WRITTEN REQUEST:
Please give every line of the rows below as a Markdown table with two columns, No. and Text, where No. numbers each line in order and Text holds it, and leave out any blank lines.

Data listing

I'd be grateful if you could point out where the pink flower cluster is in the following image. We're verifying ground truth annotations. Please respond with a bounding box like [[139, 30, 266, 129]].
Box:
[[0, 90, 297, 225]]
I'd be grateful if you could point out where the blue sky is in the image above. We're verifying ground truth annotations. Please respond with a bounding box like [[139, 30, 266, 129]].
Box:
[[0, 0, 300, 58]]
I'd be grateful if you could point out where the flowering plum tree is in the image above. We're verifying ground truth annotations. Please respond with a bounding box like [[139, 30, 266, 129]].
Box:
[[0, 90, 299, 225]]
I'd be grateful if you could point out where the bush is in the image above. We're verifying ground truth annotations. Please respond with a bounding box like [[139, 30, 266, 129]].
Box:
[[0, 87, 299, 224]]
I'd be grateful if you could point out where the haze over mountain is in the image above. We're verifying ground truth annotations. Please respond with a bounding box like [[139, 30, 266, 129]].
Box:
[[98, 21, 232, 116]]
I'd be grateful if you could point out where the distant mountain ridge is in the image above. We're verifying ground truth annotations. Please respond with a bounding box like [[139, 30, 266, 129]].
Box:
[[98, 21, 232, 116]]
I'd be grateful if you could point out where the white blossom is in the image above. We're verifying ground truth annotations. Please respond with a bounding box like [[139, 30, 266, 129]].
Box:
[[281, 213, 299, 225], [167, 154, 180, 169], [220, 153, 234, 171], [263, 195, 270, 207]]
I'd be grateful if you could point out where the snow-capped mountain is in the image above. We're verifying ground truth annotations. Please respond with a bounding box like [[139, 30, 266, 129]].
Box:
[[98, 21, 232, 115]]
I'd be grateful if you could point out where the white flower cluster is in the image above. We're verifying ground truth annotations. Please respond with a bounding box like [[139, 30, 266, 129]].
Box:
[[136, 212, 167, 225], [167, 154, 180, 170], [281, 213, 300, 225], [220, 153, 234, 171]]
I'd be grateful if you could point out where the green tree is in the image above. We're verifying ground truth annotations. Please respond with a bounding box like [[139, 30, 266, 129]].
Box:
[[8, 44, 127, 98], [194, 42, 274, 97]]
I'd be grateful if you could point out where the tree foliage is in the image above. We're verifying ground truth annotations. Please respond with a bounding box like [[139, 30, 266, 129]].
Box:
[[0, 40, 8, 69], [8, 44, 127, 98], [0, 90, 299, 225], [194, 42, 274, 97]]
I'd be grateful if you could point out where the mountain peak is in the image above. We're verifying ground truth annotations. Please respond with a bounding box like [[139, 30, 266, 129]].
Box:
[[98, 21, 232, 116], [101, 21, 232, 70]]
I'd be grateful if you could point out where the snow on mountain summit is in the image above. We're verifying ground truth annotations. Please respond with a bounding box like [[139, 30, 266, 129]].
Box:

TASK RESULT:
| No. | Text |
|---|---|
| 1 | I'd be grateful if you could point out where the pink flower cluster is in the following image. We're verifying ground truth annotations. Please respond with a bounding box like [[139, 30, 266, 129]]. |
| 2 | Box: |
| 3 | [[0, 90, 297, 225]] |
| 4 | I'd be grateful if you could point out where the blue sky is in the image above. We're verifying ground truth annotations. Please respond with a bounding box like [[139, 30, 266, 129]]. |
| 5 | Box: |
| 6 | [[0, 0, 300, 58]] |
| 7 | I'd be grateful if you could point out where the flowering plum tree is in the image above. We're verifying ground truth annotations. Please respond with a bounding box like [[139, 30, 266, 129]]. |
| 8 | Box: |
| 9 | [[0, 90, 299, 225]] |
| 10 | I'd be grateful if you could point out where the bush is in the image above. We're verifying ground truth annotations. Please respond with a bounding box like [[139, 30, 266, 129]]. |
| 11 | Box: |
| 12 | [[0, 87, 299, 224]] |
| 13 | I'd be grateful if you could point out where the haze over mountain is in the image above. We're verifying ground truth annotations. Please respond with a bounding box like [[139, 30, 266, 129]]. |
| 14 | Box: |
| 15 | [[98, 21, 232, 116]] |
| 16 | I'd be grateful if you could point out where the distant mountain ridge is in the image above. We're verifying ground truth annotations. Please respond with a bounding box like [[139, 30, 266, 129]]. |
| 17 | Box: |
| 18 | [[98, 21, 232, 116]] |
| 19 | I'd be grateful if you could point out where the white blossom is in the image above. We're verifying ground truth annotations. Please respond with a bounding box like [[139, 30, 266, 129]]. |
| 20 | Box: |
| 21 | [[281, 213, 299, 225], [167, 154, 180, 169], [220, 153, 234, 171], [263, 195, 270, 207]] |
| 22 | I'd be grateful if you could point out where the snow-capped mountain is in the image above. We're verifying ground truth annotations. Please respond with a bounding box like [[139, 30, 266, 129]]. |
| 23 | Box: |
| 24 | [[98, 21, 232, 115]] |
| 25 | I'd be grateful if you could point out where the white flower cluster is in the image above. We're verifying ground truth annotations. Please respond with a bounding box like [[139, 30, 266, 129]]. |
| 26 | Box: |
| 27 | [[136, 212, 167, 225], [167, 154, 180, 170], [281, 213, 300, 225], [220, 153, 234, 171]] |
| 28 | I'd be grateful if you could point out where the green tree is in the image above. We're verifying ground truth annotations. Please respond with a bounding box like [[139, 30, 266, 129]]. |
| 29 | Box: |
| 30 | [[8, 44, 127, 98], [194, 42, 274, 97]] |
| 31 | I'd be grateful if you could point out where the tree foliage is in the image above. We're verifying ground truth annotations. Please respond with a bounding box like [[139, 30, 266, 129]]. |
| 32 | Box: |
| 33 | [[0, 40, 8, 69], [8, 44, 127, 98], [0, 90, 299, 225], [194, 42, 274, 97]] |
| 34 | I'd be grateful if you could point out where the mountain peak is in the image above. We're verifying ground truth annotations. Please respond with a bounding box like [[139, 30, 266, 129]]. |
| 35 | Box: |
| 36 | [[98, 21, 232, 116], [101, 21, 232, 70]] |
| 37 | I'd be grateful if you could point out where the snow on mountain summit is in the image above. We're verifying ground truth annotations. Please respond with a bounding box like [[139, 30, 266, 129]]. |
| 38 | Box: |